### AVAILABLE RECORDS:

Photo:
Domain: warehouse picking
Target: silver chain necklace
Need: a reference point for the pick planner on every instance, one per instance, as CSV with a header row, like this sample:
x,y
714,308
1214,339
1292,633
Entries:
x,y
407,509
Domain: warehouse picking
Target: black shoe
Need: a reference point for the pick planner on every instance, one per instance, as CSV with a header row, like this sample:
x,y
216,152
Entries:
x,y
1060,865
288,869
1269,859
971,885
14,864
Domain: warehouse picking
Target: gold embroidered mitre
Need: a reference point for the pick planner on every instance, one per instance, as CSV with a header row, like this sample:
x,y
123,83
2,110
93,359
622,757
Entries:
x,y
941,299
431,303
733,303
--
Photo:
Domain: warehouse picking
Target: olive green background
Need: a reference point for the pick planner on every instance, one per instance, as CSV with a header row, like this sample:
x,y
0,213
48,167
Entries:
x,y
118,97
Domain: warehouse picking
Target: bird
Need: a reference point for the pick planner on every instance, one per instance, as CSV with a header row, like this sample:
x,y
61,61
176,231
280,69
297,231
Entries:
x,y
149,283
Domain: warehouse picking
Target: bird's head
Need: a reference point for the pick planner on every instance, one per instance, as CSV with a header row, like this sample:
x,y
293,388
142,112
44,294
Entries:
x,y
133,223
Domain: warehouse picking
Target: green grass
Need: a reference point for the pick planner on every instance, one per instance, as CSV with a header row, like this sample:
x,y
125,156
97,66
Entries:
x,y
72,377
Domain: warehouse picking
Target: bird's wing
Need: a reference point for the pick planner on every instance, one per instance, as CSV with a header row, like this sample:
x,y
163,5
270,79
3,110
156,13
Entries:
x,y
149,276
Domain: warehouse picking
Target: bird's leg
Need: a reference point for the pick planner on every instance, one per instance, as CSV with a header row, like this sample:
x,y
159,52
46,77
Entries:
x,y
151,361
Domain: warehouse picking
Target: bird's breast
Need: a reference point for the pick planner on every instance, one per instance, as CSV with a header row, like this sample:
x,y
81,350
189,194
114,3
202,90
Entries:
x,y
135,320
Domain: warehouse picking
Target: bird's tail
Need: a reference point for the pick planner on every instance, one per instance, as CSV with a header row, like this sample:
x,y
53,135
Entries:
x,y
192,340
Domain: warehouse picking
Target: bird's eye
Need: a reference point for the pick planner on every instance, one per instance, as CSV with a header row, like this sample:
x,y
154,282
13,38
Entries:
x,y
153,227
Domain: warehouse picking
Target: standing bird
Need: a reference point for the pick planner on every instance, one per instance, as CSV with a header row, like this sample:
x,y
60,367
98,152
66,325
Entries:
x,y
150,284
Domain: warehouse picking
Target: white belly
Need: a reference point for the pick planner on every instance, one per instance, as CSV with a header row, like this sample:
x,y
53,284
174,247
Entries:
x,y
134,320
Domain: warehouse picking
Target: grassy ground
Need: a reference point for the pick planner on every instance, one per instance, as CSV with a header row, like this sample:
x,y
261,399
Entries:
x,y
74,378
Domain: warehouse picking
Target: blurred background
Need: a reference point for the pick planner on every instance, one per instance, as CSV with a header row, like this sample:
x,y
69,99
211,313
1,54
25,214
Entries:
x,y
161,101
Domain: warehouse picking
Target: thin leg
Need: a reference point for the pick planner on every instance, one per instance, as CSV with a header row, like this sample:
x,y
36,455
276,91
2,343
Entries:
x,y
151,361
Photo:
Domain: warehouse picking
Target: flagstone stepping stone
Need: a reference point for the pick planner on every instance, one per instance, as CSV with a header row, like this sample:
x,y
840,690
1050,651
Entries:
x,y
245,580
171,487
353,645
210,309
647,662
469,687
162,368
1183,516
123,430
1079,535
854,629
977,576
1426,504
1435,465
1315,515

### PROBLEM TO WORK ON:
Locate every line in the data above that contains the word "bird", and copy each of those lines.

### TASK SOLUTION:
Target: bird
Target: bird's head
Target: bird's wing
Target: bird's leg
Target: bird's breast
Target: bird's tail
Target: bird's eye
Target: standing bird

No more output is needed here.